Switch every "one point per instance" in the records below to "a single point for each instance", and give all the lines again with nothing else changed.

[Start Record list]

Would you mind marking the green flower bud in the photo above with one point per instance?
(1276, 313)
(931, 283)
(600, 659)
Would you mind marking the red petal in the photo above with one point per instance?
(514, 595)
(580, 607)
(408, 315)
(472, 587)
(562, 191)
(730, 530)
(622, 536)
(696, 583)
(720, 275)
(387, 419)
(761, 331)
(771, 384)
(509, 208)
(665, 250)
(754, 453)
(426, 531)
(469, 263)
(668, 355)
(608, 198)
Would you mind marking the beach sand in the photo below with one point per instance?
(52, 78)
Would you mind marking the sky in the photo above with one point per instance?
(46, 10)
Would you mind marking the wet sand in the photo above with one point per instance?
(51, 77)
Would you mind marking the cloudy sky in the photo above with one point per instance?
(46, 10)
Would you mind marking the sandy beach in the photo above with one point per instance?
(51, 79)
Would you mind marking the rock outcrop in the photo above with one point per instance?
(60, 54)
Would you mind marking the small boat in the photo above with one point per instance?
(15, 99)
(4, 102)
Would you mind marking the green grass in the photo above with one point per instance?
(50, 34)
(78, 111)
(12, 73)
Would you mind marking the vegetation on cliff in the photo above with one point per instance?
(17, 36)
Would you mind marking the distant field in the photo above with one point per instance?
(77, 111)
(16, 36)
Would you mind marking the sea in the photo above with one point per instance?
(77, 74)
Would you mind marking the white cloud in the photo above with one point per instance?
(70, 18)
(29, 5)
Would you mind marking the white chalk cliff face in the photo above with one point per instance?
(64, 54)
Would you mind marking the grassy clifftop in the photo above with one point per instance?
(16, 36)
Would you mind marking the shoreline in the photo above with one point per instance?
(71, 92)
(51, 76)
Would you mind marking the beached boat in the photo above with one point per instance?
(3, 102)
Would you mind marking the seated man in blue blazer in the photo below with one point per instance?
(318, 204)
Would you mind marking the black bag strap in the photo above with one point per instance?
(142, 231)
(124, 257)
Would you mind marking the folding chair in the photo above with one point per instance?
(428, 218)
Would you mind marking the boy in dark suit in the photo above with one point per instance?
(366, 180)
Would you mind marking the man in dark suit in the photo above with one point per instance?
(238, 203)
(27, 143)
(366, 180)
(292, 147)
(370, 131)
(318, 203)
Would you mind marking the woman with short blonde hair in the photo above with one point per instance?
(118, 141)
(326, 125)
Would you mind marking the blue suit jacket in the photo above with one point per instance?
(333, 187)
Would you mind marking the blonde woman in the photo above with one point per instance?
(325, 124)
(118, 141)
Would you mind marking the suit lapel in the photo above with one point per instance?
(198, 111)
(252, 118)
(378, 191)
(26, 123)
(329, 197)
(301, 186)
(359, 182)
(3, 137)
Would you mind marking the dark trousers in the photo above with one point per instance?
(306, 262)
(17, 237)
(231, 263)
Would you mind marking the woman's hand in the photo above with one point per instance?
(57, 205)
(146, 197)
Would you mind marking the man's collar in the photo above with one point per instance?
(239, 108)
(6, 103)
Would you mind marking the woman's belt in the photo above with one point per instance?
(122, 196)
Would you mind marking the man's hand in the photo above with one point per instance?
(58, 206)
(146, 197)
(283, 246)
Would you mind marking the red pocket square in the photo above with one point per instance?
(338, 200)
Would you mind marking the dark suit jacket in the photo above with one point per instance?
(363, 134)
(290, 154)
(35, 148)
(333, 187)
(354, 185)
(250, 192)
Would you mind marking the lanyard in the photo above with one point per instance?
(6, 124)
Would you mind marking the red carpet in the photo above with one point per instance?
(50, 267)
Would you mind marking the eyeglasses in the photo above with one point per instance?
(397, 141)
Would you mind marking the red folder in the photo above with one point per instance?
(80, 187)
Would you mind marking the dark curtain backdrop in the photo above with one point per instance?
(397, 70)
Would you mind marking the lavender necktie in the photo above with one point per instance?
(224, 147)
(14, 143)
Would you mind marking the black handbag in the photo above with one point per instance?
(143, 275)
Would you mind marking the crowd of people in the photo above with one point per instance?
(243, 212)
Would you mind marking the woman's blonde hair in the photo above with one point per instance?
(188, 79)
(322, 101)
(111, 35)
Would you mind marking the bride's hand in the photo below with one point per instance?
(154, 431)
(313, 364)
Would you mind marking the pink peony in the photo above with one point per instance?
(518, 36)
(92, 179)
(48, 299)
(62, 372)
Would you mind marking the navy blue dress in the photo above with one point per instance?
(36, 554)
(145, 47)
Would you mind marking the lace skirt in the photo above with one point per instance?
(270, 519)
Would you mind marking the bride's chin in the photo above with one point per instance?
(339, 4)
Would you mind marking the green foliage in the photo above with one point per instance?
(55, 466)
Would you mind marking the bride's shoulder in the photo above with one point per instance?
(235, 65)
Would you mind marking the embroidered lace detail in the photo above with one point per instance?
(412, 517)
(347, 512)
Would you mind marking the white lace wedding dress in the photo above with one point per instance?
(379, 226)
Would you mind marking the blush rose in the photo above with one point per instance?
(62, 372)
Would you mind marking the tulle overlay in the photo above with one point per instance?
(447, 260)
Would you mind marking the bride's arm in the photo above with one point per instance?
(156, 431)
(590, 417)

[End Record list]

*Reply to the task*:
Would you mind marking the green flower bud in the photo above with a single point for each instance?
(1276, 313)
(931, 283)
(600, 659)
Would you mind marking the red petal in the photo above with a single point for each instance?
(514, 595)
(580, 607)
(408, 315)
(472, 587)
(562, 191)
(730, 530)
(622, 536)
(696, 583)
(720, 275)
(387, 419)
(761, 331)
(771, 384)
(509, 208)
(665, 250)
(754, 453)
(426, 531)
(469, 263)
(668, 355)
(608, 198)
Would you mind marking the beach sand in the photo below with a single point for each instance?
(52, 78)
Would you mind marking the sky in the photo above with a single point for each instance?
(46, 10)
Would you mind marking the wet sand in the photo above with a single point for each instance?
(51, 77)
Would you mind marking the cloudy sky in the photo above with a single point for each instance?
(46, 10)
Would you mind marking the sandy beach in the photo above with a single point for each instance?
(51, 79)
Would you mind marking the rock outcrop in the photo above with a single point for each instance?
(60, 54)
Would you mind marking the small boat in the photo above with a single point for each instance?
(15, 99)
(4, 102)
Would you mind marking the green grass in the photo above with a single point for each instance?
(50, 34)
(78, 111)
(12, 73)
Would you mind marking the vegetation on cliff in the photo above with a single point for each instance?
(17, 36)
Would you mind marking the distant field in the photo above with a single point for each instance?
(77, 111)
(16, 36)
Would you mind marking the sea in the photo above with a single point for each instance?
(77, 74)
Would you mind marking the white cloud in the photo above with a single point for each instance?
(70, 18)
(29, 5)
Would you mind marking the white chalk cliff face in the photo above with a single point for each instance?
(64, 54)
Would you mind marking the grassy clifftop in the photo above with a single point for each instance?
(16, 36)
Would you mind marking the shoreline in the photo above with a single point for each instance?
(71, 92)
(51, 76)
Would you mind marking the beached boat in the photo above with a single point for each instance?
(3, 102)
Would you mind marking the seated man in blue blazer in the photo below with a single point for each instance?
(318, 204)
Would you mind marking the black bag strap in the photo above with a single point for each instance?
(142, 231)
(124, 257)
Would you mind marking the folding chair in the photo above with a single point for each instance?
(428, 218)
Would you mind marking the boy in dark suit in the photo above with a single point for each instance?
(366, 180)
Would you mind marking the man in dark suit in the photo above with a single point for each instance?
(238, 203)
(27, 143)
(366, 180)
(292, 147)
(370, 131)
(318, 203)
Would you mind marking the woman with short blonde hair in the photo above with a single point for each instance?
(118, 141)
(326, 125)
Would you mind marking the blue suit jacket in the photo above with a single point for each instance?
(333, 187)
Would you mind marking the blonde woman in the photo above with a single point for each instance?
(325, 124)
(118, 141)
Would you mind marking the suit lapel in the photo above with a single point for each instance?
(198, 111)
(252, 118)
(378, 191)
(26, 123)
(329, 197)
(301, 186)
(359, 182)
(3, 137)
Would you mind marking the dark trousers in the photo above with a single point for each instance?
(306, 262)
(17, 237)
(231, 263)
Would you mind marking the woman's hand in the photo above with a single point for each instance?
(57, 205)
(146, 197)
Would you mind marking the man's collar in the photo above with a single point for each instance?
(239, 108)
(6, 103)
Would you mind marking the woman's belt in the photo above with a single point for each instance?
(122, 196)
Would you mind marking the man's hand in the photo above with a single point for each instance?
(58, 206)
(146, 197)
(283, 246)
Would you mind marking the red pocket square in the photo above with a single point for each instance?
(338, 200)
Would you mind marking the dark suit jacket in the photo above with a single point for each instance?
(363, 134)
(290, 154)
(35, 148)
(333, 187)
(354, 185)
(250, 192)
Would you mind marking the lanyard in the photo above with a single point for each instance?
(6, 124)
Would you mind marking the red carpet in the photo above with a single point for each instance?
(50, 267)
Would you mind marking the eyeglasses in the photo above with a single point for each instance?
(397, 141)
Would you mind marking the red folder in the photo above with a single point for each instance?
(80, 187)
Would you mind marking the dark curtain backdrop in the photo above with a single point for each instance?
(397, 70)
Would you mind marking the lavender necktie in the photo above with a single point for each instance?
(224, 147)
(14, 143)
Would you mind marking the black handbag in the photo above with a single point for each instance?
(143, 275)
Would you mind marking the crowd of people in the photo above with a single point for each instance?
(243, 212)
Would you mind marking the woman's blonde hair in the photo above with a single point for each instance?
(188, 79)
(322, 101)
(111, 35)
Would you mind marking the bride's hand in the photo below with a single point for each instance?
(154, 431)
(313, 364)
Would you mind marking the pink peony in the photo above with a single point for each instance?
(518, 36)
(92, 179)
(48, 299)
(62, 372)
Would you mind marking the navy blue dress in the photo above with a single point for each instance?
(36, 554)
(145, 47)
Would you mind marking the lace skirt in the photo above with a single point for each instance?
(270, 519)
Would you mind marking the bride's chin in the photo above with a single point for each instance?
(339, 4)
Would you mind marking the green foliage in the photo above with a single point for each instance?
(55, 466)
Would you mind marking the bride's shoulder in the photo above with a single point for each instance?
(235, 65)
Would you mind marking the embroidered lace detail in the photo above with a single point for each instance?
(412, 517)
(347, 512)
Would you mind marking the white lace wedding dress in the photo above with a single point for each instance?
(379, 226)
Would you mind marking the blush rose in the photo above with a single point for each instance?
(62, 372)
Would you mind marking the tulle overlay in the photo above with a single point for each instance?
(447, 260)
Would you mind marking the bride's arm in the photo above with a single point for each instance?
(156, 431)
(590, 417)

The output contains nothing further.